** Opening Source extract block **

Unleashing Diffusion and State Space Models for Medical Image Segmentation
Journal:
arXiv
Published Date:
Jun 15, 2025
Abstract
Existing segmentation models trained on a single medical imaging dataset
often lack robustness when encountering unseen organs or tumors. Developing a
robust model capable of identifying rare or novel tumor categories not present
during training is crucial for advancing medical imaging applications. We
propose DSM, a novel framework that leverages diffusion and state space models
to segment unseen tumor categories beyond the training data. DSM utilizes two
sets of object queries trained within modified attention decoders to enhance
classification accuracy. Initially, the model learns organ queries using an
object-aware feature grouping strategy to capture organ-level visual features.
It then refines tumor queries by focusing on diffusion-based visual prompts,
enabling precise segmentation of previously unseen tumors. Furthermore, we
incorporate diffusion-guided feature fusion to improve semantic segmentation
performance. By integrating CLIP text embeddings, DSM captures
category-sensitive classes to improve linguistic transfer knowledge, thereby
enhancing the model's robustness across diverse scenarios and multi-label
tasks. Extensive experiments demonstrate the superior performance of DSM in
various tumor segmentation tasks. Code is available at
https://github.com/Rows21/KMax-Mamba.

** Closing Source extract block **
** Opening Data extracts block **

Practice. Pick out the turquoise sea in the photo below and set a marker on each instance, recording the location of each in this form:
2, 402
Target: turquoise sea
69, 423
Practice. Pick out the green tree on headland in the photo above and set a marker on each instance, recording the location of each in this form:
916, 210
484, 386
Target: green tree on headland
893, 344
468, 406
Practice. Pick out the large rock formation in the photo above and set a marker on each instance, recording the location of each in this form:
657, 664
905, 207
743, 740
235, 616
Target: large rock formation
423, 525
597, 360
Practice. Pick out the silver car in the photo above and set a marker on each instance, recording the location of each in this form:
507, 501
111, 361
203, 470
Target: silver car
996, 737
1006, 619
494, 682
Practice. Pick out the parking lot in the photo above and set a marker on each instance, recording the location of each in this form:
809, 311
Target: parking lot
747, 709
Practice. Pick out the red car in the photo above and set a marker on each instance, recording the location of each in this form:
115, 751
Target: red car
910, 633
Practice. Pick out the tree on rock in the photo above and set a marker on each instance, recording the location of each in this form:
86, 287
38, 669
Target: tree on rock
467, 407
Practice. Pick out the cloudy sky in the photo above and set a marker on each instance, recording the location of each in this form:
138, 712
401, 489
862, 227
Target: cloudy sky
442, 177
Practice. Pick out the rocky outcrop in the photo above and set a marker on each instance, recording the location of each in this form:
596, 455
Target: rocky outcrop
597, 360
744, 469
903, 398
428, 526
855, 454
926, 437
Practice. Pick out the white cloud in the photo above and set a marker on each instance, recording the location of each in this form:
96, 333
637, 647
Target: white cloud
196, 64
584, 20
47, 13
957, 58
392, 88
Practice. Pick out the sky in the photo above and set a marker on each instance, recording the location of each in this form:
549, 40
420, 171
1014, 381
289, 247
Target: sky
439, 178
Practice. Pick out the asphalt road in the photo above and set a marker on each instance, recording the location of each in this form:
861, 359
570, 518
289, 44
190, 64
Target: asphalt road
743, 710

** Closing Data extracts block **

Activity: According to the abstract, what strategy does DSM use to learn organ queries? These rows have no connection to the abstract above.

Written answer: An object-aware feature grouping strategy.